# Required task A
In the listing, take every line from the one containing "The function indicates a point for each instance of the building" through the end of the listing and rewrite them with "function" changed to "tool", leaving everything else the same.

# Text segment
The second difference is that militaries are responsible to both the state and the society, whereas PMCs are only responsible to their principals in terms of their contracts. As Martha Minow states, "Military training, unit discipline, the Uniform Code of Military Justice, and international legal standards governing war and armed conflicts ensure accountability for the military but not for private corporations and their employees engaged in military work." According to Peter Warren Singer:
Private employees have distinctly different motivations, responsibilities, and loyalties than those in the public military. No matter their background, while in a private company, employees are directly responsible to the corporation and its executives; they are hired, fired, promoted, demoted, rewarded, and disciplined by the management of their private company, not by government officials or the public.
There are many regulations and laws that keep militaries accountable at both national and international levels. However, there is neither overarching international regulatory framework nor effective regulatory mechanisms at the national level that keep PMCs accountable, including the Geneva Conventions. Moreover, even though some countries have written laws and regulations that seek to exert control over PMCs, enforcement still remains a challenge. Despite the patches to existing gaps in regulations, some PMC personnel still fall outside of the national and international regulatory framework. In other words, PMCs in a sense operate in the grey area.
Last but not least; while for militaries there is only one legitimate principal (state), for PMCs, there are many options, including: states, international organizations, such as the UN, regional organizations, non-governmental organizations (NGOs), private corporations, and weak governments. Picking and choosing between multiple principles brings about many potential hazards on the part of the governments that employ them, while providing PMCs with considerable flexibilities. Unlike militaries, PMCs have the opportunity to select between these alternatives, and to switch sides, depending on who pays the most. Integrity and probity, which are important components of the military profession, do not make sense in the private military sector.
Then there is the cost-effectiveness issue. As Bill Clinton might have said, it all depends on what you mean by cost. It also depends on what your time frame is. I find this passage particularly relevant, and not a little ironic, given that the studies mentioned below has been cited by PMC supporters as proving their claims.
In contingency operations, governmental agencies have basically two alternatives: using a military unit, or contracting with a PMC. In this context, in order to properly decide to contract out a particular function, governmental agencies need to know whether it is less expensive to use a PMC rather than a military unit or not. However, there are extraordinary difficulties in making a comparison between a PMC and a military unit.
First, pay is just one factor that determines the total costs. If governmental agencies just rely on direct or production costs in their make-or-buy decisions, they may fail to make the right decision, either by overestimating the possible benefits of outsourcing PMCs or by underestimating the actual costs of outsourcing PMCs. Governmental agencies may waste taxpayer's dollars unless transaction costs are thoroughly analyzed. How, for example, can costs associated with training, healthcare, retirement salaries, and compensations of military personnel be incorporated into calculations and compared? How should training costs for contractors, monitoring, information and contract management costs be taken into account while making comparisons between military units and PMC alternatives? Traditional cost analysis generally ignores these transaction costs.

# Input rows

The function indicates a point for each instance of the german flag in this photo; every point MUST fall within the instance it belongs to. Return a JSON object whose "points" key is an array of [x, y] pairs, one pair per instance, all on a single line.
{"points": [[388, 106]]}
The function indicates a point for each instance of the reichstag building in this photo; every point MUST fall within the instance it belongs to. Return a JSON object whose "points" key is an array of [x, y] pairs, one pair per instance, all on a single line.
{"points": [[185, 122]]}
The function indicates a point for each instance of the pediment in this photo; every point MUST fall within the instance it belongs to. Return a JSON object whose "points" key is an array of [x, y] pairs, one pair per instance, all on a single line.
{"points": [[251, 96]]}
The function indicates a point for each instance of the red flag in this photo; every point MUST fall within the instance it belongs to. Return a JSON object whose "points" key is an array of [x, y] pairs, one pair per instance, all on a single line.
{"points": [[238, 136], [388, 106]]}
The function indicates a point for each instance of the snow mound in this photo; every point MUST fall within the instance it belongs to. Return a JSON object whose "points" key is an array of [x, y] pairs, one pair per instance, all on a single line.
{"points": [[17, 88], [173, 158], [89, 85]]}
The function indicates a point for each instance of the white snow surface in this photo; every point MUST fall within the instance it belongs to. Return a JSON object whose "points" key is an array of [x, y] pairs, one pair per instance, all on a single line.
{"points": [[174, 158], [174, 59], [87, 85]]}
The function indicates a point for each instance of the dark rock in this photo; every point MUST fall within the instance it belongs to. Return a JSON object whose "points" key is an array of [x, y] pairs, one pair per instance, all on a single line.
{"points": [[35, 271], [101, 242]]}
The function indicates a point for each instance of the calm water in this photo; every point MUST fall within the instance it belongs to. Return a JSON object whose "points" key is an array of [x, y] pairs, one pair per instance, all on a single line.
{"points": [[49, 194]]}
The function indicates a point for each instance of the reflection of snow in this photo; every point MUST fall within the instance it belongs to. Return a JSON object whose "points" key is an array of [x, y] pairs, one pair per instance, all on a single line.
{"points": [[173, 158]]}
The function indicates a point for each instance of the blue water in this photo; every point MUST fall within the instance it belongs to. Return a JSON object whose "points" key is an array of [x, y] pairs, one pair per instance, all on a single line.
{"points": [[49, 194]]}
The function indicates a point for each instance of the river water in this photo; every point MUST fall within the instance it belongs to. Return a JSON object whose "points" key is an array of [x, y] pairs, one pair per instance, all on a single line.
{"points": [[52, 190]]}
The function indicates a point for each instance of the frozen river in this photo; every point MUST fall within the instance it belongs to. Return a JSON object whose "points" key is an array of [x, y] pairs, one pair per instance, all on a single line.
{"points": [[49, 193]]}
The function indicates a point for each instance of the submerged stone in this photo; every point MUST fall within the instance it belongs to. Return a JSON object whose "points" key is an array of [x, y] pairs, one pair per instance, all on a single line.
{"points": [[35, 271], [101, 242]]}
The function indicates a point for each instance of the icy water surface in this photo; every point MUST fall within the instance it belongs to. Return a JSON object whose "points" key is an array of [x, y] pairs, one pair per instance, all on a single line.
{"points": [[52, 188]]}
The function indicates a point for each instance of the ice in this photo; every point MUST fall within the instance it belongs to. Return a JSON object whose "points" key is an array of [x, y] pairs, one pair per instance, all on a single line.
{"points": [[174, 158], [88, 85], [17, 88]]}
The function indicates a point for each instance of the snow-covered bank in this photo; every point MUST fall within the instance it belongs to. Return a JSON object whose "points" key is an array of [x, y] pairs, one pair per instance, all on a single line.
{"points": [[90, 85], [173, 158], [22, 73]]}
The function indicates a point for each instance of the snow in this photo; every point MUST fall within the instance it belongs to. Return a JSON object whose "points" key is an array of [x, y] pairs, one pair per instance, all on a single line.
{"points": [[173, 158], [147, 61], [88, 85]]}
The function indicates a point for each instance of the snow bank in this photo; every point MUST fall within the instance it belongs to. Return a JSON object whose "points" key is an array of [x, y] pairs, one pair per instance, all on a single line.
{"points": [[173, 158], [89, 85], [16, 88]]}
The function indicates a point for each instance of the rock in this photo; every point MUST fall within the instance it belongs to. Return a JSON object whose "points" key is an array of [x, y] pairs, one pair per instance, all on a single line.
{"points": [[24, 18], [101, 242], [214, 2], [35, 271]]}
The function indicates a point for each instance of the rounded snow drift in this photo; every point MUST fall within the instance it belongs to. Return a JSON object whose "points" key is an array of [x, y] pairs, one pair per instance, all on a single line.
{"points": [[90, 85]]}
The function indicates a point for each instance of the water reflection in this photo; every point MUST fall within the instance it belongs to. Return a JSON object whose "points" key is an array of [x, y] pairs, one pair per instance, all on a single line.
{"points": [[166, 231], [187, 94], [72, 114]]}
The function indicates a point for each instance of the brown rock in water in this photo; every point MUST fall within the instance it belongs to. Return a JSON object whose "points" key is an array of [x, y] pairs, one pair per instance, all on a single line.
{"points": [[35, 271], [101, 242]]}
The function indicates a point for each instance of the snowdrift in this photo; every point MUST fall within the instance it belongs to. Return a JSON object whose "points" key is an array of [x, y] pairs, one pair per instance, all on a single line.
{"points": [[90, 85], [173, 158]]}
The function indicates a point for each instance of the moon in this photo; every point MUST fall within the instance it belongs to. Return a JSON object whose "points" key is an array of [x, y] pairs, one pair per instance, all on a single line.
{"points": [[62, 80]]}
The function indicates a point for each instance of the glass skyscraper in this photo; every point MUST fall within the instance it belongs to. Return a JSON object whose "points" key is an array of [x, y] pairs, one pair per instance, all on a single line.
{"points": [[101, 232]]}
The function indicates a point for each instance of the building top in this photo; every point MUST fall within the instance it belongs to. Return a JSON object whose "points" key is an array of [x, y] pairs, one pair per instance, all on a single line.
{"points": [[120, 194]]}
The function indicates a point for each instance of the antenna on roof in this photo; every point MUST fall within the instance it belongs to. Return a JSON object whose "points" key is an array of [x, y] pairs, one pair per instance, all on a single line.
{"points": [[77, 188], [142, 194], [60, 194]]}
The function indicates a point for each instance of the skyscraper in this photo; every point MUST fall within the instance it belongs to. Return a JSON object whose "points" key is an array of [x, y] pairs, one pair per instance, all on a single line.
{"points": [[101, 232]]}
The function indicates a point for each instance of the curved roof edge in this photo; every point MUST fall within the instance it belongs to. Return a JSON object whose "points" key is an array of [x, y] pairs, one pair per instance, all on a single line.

# Required task B
List the principals that the passage on private military companies says PMCs can choose among.

# Task response A
The tool indicates a point for each instance of the building top in this photo; every point MUST fall within the instance it belongs to. Return a JSON object whose "points" key is an array of [x, y] pairs, one pair per instance, all on a single line.
{"points": [[120, 194]]}
The tool indicates a point for each instance of the antenna on roof in this photo; every point MUST fall within the instance it belongs to. Return a JSON object whose "points" key is an array of [x, y] pairs, one pair per instance, all on a single line.
{"points": [[77, 188], [142, 194], [60, 194]]}
The tool indicates a point for each instance of the skyscraper in this photo; every point MUST fall within the instance it belongs to. Return a JSON object whose "points" key is an array of [x, y] pairs, one pair per instance, all on a single line.
{"points": [[101, 232]]}
The tool indicates a point for each instance of the curved roof edge in this photo; every point MUST fall within the instance it belongs to. Return a JSON object whose "points" key is an array of [x, y] pairs, one pair per instance, all on a single line.

# Task response B
- States
- International organizations, such as the UN
- Regional organizations
- Non-governmental organizations (NGOs)
- Private corporations
- Weak governments